## begin Provided data

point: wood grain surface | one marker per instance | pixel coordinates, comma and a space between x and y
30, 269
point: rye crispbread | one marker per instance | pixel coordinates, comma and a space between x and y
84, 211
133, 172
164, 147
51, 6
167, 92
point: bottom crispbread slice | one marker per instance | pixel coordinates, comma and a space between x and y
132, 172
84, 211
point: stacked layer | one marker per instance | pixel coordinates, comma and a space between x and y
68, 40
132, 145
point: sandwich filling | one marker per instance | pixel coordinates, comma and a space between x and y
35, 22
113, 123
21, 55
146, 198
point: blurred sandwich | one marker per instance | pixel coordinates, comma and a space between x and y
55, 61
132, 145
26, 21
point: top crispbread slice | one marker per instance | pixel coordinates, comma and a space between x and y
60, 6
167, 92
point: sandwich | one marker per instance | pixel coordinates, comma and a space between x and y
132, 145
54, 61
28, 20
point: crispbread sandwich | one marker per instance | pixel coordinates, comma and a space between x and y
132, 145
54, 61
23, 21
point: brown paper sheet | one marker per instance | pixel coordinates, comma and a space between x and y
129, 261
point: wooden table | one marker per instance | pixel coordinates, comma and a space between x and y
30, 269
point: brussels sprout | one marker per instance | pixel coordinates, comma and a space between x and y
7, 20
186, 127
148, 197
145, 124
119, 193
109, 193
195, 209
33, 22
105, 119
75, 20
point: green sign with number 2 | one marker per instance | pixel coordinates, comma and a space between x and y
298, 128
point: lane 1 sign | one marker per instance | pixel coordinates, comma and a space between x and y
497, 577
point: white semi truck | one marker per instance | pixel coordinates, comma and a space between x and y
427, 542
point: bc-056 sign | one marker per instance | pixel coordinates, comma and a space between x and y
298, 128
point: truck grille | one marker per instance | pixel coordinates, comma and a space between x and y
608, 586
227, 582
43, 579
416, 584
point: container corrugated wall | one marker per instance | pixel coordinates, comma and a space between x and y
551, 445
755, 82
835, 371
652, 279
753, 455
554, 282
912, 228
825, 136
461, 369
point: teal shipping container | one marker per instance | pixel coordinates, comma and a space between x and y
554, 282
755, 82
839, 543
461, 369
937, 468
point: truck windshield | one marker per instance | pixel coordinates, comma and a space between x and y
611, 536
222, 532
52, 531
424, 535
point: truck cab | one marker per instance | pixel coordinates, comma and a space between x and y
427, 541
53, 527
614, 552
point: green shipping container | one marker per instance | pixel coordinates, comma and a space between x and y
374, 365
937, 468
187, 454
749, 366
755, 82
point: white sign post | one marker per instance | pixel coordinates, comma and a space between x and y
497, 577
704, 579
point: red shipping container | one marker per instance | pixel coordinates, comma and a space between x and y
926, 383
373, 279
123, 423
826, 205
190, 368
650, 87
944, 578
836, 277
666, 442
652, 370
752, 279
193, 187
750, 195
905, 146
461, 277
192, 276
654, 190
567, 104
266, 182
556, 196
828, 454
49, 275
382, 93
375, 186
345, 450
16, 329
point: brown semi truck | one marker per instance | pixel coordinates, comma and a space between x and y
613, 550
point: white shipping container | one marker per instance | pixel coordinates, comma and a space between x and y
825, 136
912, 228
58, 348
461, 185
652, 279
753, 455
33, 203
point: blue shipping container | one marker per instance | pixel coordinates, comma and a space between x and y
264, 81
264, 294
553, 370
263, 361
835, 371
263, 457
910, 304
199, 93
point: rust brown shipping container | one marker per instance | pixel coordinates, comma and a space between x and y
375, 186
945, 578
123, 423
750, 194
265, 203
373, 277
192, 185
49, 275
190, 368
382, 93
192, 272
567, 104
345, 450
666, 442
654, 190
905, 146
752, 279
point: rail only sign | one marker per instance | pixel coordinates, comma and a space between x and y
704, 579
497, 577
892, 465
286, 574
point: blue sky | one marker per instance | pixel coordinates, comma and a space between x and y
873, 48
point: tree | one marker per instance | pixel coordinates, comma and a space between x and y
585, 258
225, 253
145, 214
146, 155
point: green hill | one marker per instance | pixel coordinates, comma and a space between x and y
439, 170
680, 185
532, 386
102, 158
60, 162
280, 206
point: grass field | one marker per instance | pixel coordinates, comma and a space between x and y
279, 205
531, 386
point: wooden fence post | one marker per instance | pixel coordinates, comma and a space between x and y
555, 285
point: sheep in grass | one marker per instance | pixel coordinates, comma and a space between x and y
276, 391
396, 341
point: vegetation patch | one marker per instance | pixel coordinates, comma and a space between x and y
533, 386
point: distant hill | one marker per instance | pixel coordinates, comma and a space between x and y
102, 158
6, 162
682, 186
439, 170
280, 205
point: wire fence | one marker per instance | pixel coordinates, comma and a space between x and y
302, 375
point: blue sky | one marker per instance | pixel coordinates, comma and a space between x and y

## end Provided data

* _Task description_:
Lay out as a numbered list the lines above, from the line containing "point: wire fence" through the end of the records, skipping any blank lines.

* _Reply_:
1. point: wire fence | one marker per instance | pixel coordinates, comma and a space between x and y
2. 302, 375
3. point: blue sky | one marker per instance | pixel coordinates, comma and a space between x and y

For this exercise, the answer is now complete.